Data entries
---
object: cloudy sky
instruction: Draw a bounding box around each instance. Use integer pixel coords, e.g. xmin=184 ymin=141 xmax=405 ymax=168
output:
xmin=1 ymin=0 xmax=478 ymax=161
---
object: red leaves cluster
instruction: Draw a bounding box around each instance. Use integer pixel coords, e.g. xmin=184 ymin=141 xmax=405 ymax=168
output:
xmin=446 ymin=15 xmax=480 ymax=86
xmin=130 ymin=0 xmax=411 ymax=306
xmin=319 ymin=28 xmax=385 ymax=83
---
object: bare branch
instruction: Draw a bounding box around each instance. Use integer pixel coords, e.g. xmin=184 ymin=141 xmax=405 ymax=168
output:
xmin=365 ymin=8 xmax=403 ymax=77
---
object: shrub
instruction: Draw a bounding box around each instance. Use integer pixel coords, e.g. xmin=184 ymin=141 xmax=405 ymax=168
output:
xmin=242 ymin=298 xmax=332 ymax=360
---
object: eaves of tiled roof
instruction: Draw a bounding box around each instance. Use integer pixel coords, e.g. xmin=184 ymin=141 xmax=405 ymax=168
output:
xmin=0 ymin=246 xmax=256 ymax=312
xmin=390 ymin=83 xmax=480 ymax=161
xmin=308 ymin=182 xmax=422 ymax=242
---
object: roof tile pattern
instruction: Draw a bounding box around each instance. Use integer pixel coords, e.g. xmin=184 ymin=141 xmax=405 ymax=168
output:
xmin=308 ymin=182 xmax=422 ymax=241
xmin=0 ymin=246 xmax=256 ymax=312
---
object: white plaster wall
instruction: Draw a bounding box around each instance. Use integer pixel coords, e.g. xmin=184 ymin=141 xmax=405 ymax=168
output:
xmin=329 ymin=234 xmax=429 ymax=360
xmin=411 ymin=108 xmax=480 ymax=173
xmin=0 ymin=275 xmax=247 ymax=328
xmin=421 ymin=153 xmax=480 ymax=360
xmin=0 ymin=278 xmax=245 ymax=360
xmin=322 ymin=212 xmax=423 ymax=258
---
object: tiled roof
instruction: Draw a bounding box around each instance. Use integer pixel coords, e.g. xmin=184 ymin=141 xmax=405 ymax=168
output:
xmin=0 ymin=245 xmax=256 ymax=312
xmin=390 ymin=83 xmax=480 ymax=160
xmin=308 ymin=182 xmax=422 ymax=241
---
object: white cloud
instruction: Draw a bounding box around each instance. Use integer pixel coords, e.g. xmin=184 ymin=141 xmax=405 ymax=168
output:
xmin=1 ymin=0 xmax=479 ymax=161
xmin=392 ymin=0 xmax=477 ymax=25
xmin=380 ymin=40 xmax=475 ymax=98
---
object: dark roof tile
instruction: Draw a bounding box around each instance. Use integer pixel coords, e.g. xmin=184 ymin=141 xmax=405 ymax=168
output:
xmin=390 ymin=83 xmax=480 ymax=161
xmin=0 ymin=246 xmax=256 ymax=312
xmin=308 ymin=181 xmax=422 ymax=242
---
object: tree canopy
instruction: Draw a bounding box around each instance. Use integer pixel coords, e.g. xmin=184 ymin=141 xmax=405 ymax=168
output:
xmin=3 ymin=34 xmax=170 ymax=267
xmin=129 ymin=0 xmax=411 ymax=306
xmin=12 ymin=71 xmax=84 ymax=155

▶ **Try it**
Each record above has to be retyped exactly, with nothing left out.

▶ **Output of the exercise**
---
object: cloudy sky
instruction: Draw a bounding box around each instance. Use integer pixel coords, e.g. xmin=184 ymin=141 xmax=405 ymax=168
output:
xmin=1 ymin=0 xmax=478 ymax=161
---
object: red leaves cluster
instruction: Draw a bounding box around each instance. Use integer pixel coords, e.g. xmin=184 ymin=141 xmax=405 ymax=168
output:
xmin=446 ymin=15 xmax=480 ymax=86
xmin=130 ymin=0 xmax=411 ymax=306
xmin=319 ymin=28 xmax=385 ymax=83
---
object: bare branch
instruction: Draw a bounding box around each instance. Use integer pixel coords, e.g. xmin=184 ymin=141 xmax=405 ymax=168
output:
xmin=365 ymin=8 xmax=403 ymax=77
---
object: shrub
instruction: Draw a bounding box around each instance. Use integer pixel coords, e.g. xmin=184 ymin=141 xmax=405 ymax=168
output:
xmin=242 ymin=298 xmax=332 ymax=360
---
object: eaves of tiled roof
instruction: Draw a bounding box around each instance. Use integer pixel coords, e.g. xmin=184 ymin=141 xmax=405 ymax=168
output:
xmin=0 ymin=246 xmax=256 ymax=312
xmin=390 ymin=83 xmax=480 ymax=161
xmin=308 ymin=182 xmax=422 ymax=242
---
object: roof tile pattern
instruction: Draw a bounding box around each instance. Use integer pixel coords, e.g. xmin=184 ymin=141 xmax=405 ymax=168
output:
xmin=308 ymin=182 xmax=422 ymax=241
xmin=0 ymin=246 xmax=256 ymax=312
---
object: white plaster wall
instruction: Draw a bounding box around each instance. Use integer pixel coords, e.g. xmin=184 ymin=141 xmax=405 ymax=168
output:
xmin=329 ymin=234 xmax=429 ymax=360
xmin=411 ymin=108 xmax=480 ymax=173
xmin=0 ymin=275 xmax=247 ymax=328
xmin=421 ymin=153 xmax=480 ymax=360
xmin=0 ymin=278 xmax=245 ymax=360
xmin=322 ymin=212 xmax=423 ymax=258
---
object: tiled roof
instruction: Draw a bounding box around each instance. Use integer pixel coords, e.g. xmin=184 ymin=141 xmax=405 ymax=168
output:
xmin=0 ymin=245 xmax=256 ymax=312
xmin=390 ymin=83 xmax=480 ymax=160
xmin=308 ymin=182 xmax=422 ymax=241
---
object: white cloud
instruction: Draw a bounding box around each instance. Use integer pixel coords, e.g. xmin=184 ymin=141 xmax=405 ymax=168
output:
xmin=1 ymin=0 xmax=479 ymax=161
xmin=392 ymin=0 xmax=477 ymax=25
xmin=380 ymin=40 xmax=475 ymax=98
---
object: dark roof tile
instruction: Draw a bounding box around each instance. Use integer pixel coords, e.g. xmin=184 ymin=141 xmax=405 ymax=168
output:
xmin=390 ymin=83 xmax=480 ymax=161
xmin=0 ymin=246 xmax=256 ymax=312
xmin=308 ymin=181 xmax=422 ymax=242
---
object: tree canopy
instruction: Draw a bounding box around each instance. Use integer pixel coords, e.g. xmin=184 ymin=141 xmax=405 ymax=168
output:
xmin=3 ymin=34 xmax=170 ymax=267
xmin=129 ymin=0 xmax=411 ymax=306
xmin=12 ymin=71 xmax=84 ymax=155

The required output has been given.